(THE TASK): Could you reproduce, word for word, everything below from the line containing "Target: leaf sprig" down to the line containing "Objective — for every instance of the twine bow, place", with both of those lines included and no others?

(SUPPLIED RECORDS):
• • • • • • •

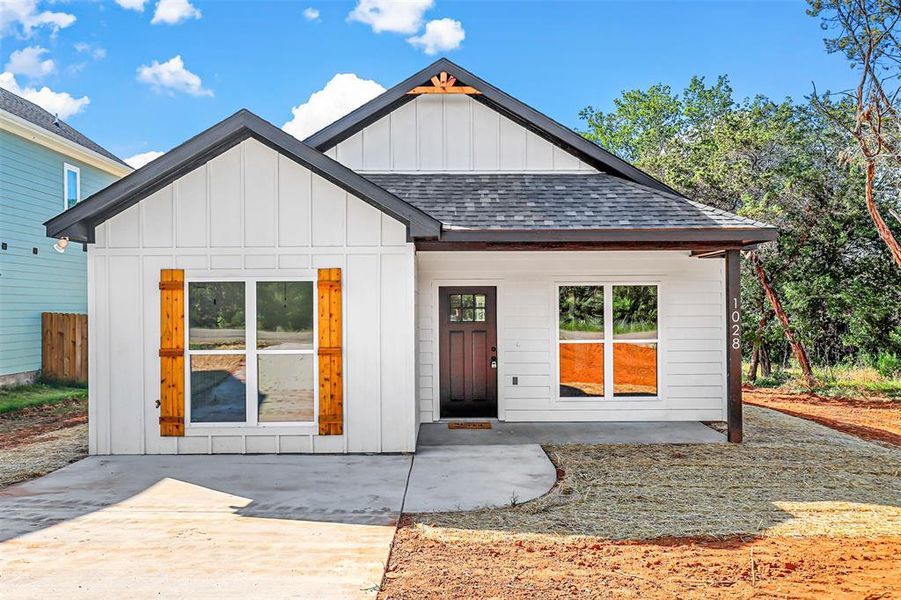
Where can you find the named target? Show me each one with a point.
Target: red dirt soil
(871, 419)
(635, 367)
(517, 567)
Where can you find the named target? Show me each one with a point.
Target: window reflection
(218, 388)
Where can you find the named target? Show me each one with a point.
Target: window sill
(242, 429)
(581, 400)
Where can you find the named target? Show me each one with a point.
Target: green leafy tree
(781, 163)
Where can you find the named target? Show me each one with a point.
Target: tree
(864, 31)
(779, 163)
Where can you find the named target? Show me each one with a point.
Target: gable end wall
(251, 212)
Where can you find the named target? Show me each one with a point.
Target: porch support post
(733, 345)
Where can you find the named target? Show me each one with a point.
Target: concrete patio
(671, 432)
(238, 525)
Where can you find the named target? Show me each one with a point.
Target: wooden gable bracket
(444, 84)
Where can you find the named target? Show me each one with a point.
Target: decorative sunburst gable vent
(444, 84)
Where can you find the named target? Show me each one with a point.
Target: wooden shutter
(172, 352)
(331, 403)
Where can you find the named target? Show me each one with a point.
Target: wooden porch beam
(733, 346)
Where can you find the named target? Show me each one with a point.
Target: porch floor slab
(460, 478)
(653, 432)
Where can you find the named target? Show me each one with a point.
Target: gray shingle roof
(551, 202)
(36, 115)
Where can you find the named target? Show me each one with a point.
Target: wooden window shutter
(331, 403)
(172, 352)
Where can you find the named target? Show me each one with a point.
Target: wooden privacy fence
(64, 346)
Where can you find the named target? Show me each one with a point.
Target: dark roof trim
(495, 98)
(78, 223)
(737, 236)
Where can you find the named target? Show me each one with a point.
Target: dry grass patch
(790, 477)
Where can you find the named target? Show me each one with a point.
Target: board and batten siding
(31, 192)
(251, 212)
(438, 132)
(691, 358)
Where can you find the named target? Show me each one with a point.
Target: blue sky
(270, 57)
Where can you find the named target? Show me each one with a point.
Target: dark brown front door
(468, 351)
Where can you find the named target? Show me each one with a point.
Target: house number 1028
(735, 325)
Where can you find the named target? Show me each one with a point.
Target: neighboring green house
(45, 167)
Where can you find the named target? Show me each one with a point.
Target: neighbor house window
(467, 308)
(71, 186)
(256, 370)
(607, 329)
(581, 340)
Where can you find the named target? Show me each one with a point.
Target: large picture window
(607, 341)
(251, 370)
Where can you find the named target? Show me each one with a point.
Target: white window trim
(66, 168)
(250, 353)
(608, 342)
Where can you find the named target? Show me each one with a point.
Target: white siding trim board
(373, 237)
(691, 368)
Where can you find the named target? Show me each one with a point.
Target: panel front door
(468, 351)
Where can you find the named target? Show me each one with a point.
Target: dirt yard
(35, 441)
(877, 419)
(798, 511)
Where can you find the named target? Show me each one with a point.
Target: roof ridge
(41, 117)
(79, 221)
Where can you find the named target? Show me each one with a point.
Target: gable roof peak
(494, 98)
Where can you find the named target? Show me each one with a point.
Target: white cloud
(172, 76)
(391, 15)
(57, 103)
(25, 13)
(29, 62)
(342, 94)
(96, 52)
(440, 35)
(139, 160)
(173, 12)
(136, 5)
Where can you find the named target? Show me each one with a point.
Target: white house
(443, 252)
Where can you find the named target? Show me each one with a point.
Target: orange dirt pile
(426, 566)
(634, 367)
(870, 419)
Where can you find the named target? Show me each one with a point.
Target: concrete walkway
(672, 432)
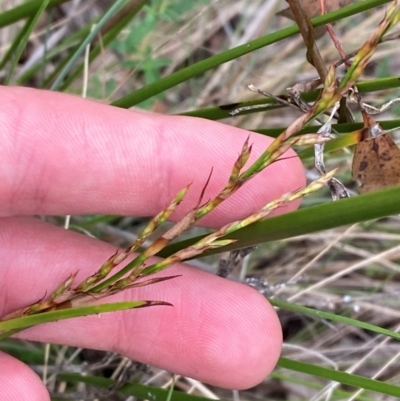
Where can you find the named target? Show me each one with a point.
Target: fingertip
(245, 346)
(19, 382)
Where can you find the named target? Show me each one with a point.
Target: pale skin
(65, 155)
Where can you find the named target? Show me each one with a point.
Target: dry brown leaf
(376, 163)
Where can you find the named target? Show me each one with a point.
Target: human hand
(65, 155)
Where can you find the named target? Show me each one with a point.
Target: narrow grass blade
(373, 205)
(25, 10)
(341, 377)
(12, 49)
(81, 48)
(231, 54)
(334, 318)
(23, 39)
(62, 314)
(107, 37)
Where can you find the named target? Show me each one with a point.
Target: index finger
(65, 155)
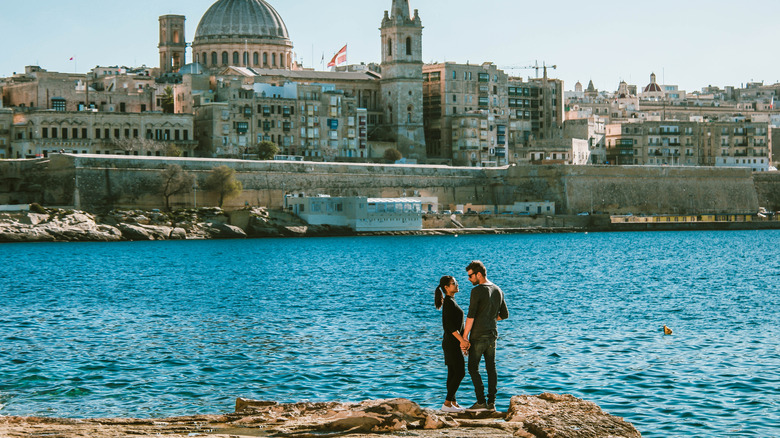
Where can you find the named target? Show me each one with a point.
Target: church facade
(246, 42)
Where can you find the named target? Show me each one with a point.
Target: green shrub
(36, 208)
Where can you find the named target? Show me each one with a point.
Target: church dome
(242, 33)
(241, 19)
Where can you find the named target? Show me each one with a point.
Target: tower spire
(400, 9)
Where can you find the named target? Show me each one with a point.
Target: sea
(160, 329)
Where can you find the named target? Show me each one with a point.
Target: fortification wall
(767, 186)
(95, 182)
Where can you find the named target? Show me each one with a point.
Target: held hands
(464, 346)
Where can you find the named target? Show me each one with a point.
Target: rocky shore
(540, 416)
(59, 225)
(62, 225)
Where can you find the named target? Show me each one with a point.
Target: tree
(266, 150)
(392, 155)
(223, 180)
(175, 181)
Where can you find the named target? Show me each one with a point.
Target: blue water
(172, 328)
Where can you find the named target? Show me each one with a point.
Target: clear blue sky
(690, 43)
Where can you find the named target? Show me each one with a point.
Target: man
(487, 306)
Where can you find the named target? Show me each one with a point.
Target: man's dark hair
(477, 266)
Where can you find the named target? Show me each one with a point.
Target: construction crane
(536, 67)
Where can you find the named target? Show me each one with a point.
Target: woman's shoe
(454, 409)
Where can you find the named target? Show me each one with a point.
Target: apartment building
(36, 133)
(318, 122)
(476, 115)
(111, 89)
(679, 143)
(6, 121)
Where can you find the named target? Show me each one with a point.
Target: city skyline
(691, 45)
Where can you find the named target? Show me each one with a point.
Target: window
(57, 104)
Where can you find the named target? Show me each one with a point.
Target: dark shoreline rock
(542, 416)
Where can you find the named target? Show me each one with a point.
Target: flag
(339, 58)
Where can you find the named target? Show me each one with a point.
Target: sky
(689, 43)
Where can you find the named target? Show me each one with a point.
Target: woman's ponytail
(439, 294)
(439, 297)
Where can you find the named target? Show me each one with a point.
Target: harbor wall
(98, 182)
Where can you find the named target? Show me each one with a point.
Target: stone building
(243, 33)
(6, 122)
(402, 81)
(315, 121)
(105, 89)
(37, 133)
(508, 112)
(678, 143)
(591, 129)
(173, 43)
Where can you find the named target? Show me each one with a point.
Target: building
(114, 89)
(476, 115)
(6, 122)
(242, 33)
(358, 213)
(316, 121)
(592, 129)
(173, 45)
(738, 143)
(37, 133)
(401, 86)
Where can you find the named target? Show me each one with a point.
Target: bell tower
(173, 45)
(402, 81)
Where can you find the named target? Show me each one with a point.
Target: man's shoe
(453, 409)
(477, 407)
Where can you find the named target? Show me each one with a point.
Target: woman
(453, 343)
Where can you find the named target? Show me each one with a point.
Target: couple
(476, 339)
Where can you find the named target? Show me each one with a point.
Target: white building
(359, 213)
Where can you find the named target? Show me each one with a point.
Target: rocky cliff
(58, 225)
(541, 416)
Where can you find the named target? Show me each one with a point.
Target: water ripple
(176, 328)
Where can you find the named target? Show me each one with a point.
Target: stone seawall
(96, 182)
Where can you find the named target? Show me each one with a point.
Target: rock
(178, 234)
(219, 230)
(145, 232)
(566, 416)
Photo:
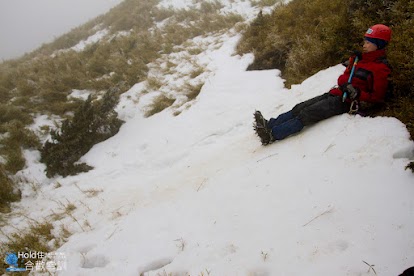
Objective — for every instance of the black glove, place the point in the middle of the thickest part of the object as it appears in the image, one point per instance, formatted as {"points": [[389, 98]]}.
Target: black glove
{"points": [[358, 54], [352, 92]]}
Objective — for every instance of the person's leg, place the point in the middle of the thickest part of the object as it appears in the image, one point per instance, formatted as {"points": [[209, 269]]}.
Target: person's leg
{"points": [[284, 117], [313, 111], [323, 109]]}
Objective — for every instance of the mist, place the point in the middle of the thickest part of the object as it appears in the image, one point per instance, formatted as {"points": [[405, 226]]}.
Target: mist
{"points": [[26, 24]]}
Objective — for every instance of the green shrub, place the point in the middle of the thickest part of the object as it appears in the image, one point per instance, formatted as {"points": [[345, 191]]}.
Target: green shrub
{"points": [[7, 193], [93, 122], [17, 137], [158, 104]]}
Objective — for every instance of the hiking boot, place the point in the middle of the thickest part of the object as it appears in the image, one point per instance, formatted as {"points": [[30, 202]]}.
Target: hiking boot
{"points": [[260, 126]]}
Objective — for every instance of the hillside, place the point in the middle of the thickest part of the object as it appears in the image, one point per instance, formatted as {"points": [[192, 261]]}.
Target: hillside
{"points": [[190, 190]]}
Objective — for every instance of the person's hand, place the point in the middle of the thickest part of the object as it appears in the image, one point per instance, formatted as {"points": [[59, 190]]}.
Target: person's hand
{"points": [[352, 92]]}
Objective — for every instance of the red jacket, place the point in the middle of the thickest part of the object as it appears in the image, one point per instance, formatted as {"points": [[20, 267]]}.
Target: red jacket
{"points": [[370, 77]]}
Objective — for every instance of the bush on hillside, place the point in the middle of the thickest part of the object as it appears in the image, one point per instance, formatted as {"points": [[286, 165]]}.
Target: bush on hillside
{"points": [[93, 122], [7, 193]]}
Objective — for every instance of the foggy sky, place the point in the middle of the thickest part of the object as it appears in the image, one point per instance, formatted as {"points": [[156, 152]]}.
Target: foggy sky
{"points": [[26, 24]]}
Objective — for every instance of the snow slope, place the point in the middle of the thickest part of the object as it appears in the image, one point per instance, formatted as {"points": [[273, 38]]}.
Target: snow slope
{"points": [[196, 194]]}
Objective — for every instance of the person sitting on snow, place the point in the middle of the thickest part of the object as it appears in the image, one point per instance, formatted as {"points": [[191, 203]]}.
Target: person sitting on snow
{"points": [[364, 81]]}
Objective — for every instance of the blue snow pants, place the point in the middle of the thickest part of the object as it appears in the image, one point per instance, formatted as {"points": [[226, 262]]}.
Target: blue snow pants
{"points": [[307, 113]]}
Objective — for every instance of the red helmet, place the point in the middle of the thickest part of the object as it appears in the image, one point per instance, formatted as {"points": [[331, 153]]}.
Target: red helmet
{"points": [[379, 31]]}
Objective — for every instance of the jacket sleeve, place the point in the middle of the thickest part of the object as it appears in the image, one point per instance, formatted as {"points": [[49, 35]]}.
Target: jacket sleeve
{"points": [[375, 91]]}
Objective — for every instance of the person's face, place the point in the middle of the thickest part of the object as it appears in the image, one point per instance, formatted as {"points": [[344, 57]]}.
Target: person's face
{"points": [[368, 46]]}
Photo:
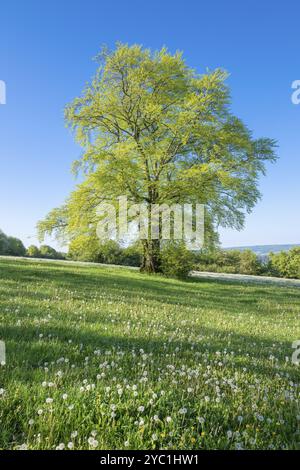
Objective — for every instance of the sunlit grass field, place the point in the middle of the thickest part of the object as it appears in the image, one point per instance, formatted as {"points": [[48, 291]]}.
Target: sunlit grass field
{"points": [[108, 358]]}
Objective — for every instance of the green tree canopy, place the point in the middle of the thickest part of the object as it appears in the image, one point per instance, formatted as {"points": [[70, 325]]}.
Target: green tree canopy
{"points": [[155, 130]]}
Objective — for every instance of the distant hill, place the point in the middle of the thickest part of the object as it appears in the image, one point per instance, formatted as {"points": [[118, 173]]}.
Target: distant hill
{"points": [[263, 250]]}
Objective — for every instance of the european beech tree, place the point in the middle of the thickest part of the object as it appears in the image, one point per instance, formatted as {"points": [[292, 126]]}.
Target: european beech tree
{"points": [[155, 130]]}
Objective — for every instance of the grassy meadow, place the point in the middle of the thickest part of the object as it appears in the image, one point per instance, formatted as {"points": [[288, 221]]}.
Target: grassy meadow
{"points": [[108, 358]]}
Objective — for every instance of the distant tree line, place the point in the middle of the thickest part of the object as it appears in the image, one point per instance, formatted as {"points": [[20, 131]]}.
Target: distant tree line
{"points": [[176, 260], [12, 246], [284, 264]]}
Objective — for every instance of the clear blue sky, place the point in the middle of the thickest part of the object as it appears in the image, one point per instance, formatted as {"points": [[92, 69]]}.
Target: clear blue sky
{"points": [[46, 51]]}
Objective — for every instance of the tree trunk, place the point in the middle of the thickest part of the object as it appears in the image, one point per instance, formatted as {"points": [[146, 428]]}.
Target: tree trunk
{"points": [[151, 257]]}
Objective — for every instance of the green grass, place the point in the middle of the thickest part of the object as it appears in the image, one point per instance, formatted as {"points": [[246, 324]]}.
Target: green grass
{"points": [[141, 362]]}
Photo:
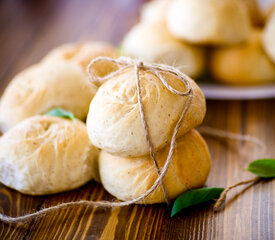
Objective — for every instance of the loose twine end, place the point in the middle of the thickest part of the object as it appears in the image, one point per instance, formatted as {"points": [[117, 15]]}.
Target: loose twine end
{"points": [[220, 201], [156, 69]]}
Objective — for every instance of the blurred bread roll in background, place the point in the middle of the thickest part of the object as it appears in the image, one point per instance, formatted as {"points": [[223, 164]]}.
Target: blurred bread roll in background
{"points": [[129, 178], [154, 11], [114, 122], [269, 37], [152, 42], [42, 87], [83, 53], [45, 155], [209, 21], [243, 64]]}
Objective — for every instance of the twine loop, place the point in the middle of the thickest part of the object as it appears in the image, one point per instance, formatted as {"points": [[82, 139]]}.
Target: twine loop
{"points": [[122, 64]]}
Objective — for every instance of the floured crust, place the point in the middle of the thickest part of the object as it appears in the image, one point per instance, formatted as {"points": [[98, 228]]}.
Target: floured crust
{"points": [[209, 21], [269, 37], [154, 11], [114, 122], [45, 155], [42, 87], [153, 43], [82, 53], [243, 64], [129, 178]]}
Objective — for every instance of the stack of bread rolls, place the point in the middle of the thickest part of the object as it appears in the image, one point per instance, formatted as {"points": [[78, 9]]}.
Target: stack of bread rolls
{"points": [[43, 154], [230, 39], [114, 125], [56, 81]]}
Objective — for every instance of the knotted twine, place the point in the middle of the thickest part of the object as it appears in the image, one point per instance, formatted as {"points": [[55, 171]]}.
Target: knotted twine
{"points": [[156, 69]]}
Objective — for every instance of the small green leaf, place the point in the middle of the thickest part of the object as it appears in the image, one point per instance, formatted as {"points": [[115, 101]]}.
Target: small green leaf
{"points": [[264, 168], [59, 112], [194, 197]]}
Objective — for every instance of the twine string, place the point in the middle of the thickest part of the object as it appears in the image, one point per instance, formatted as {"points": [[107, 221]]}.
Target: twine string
{"points": [[123, 64], [226, 190]]}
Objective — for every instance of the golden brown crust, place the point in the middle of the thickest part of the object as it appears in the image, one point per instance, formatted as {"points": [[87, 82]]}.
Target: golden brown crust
{"points": [[129, 178], [209, 21], [81, 53], [45, 155], [114, 123], [152, 42], [243, 64], [44, 86]]}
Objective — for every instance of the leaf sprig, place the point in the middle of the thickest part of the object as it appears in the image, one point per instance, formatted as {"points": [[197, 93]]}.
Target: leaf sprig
{"points": [[59, 112], [263, 168]]}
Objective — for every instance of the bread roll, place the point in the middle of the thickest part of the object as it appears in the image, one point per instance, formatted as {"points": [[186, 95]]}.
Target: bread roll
{"points": [[83, 53], [243, 64], [45, 155], [269, 37], [114, 121], [209, 21], [153, 42], [154, 11], [129, 178], [254, 11], [44, 86]]}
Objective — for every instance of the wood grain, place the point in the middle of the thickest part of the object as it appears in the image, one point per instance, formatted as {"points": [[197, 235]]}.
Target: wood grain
{"points": [[28, 30]]}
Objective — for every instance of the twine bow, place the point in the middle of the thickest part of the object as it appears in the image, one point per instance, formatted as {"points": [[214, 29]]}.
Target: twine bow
{"points": [[156, 69]]}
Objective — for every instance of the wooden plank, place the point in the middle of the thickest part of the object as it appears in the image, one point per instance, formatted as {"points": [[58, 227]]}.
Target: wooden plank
{"points": [[29, 29]]}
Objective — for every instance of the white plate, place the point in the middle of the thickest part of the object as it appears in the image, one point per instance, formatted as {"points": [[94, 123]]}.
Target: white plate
{"points": [[224, 92]]}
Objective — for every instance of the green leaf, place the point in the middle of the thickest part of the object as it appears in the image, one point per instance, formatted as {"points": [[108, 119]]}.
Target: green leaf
{"points": [[59, 112], [194, 197], [264, 168]]}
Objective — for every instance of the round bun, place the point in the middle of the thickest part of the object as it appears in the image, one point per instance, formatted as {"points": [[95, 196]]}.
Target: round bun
{"points": [[114, 122], [154, 11], [269, 37], [129, 178], [152, 42], [45, 155], [82, 53], [209, 21], [243, 64], [45, 86]]}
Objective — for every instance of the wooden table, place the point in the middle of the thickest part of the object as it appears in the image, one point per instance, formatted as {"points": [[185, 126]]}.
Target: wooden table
{"points": [[29, 29]]}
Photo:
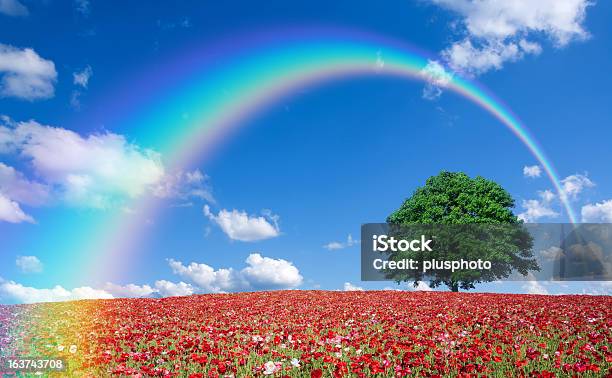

• • • • • • •

(ANSWER):
Target: leaf sprig
{"points": [[59, 112], [263, 168]]}
Objective — for every instance of the bread roll, place the point in the middle of the thickest part of the object as it appears in the image, one point per instance, formatted as {"points": [[186, 95]]}.
Target: bread roll
{"points": [[83, 53], [243, 64], [45, 155], [269, 37], [114, 121], [209, 21], [153, 42], [154, 11], [129, 178], [254, 11], [44, 86]]}
Objective — for every instance of the wood grain, place the point in the middle of the thickest part of the object as it appears in the image, one point per instance, formatted as {"points": [[197, 235]]}.
Target: wood grain
{"points": [[28, 30]]}
Objective — for every instance of the twine bow, place the point in the middle of the thickest part of the object as it appears in the image, one point per instance, formatted as {"points": [[214, 29]]}.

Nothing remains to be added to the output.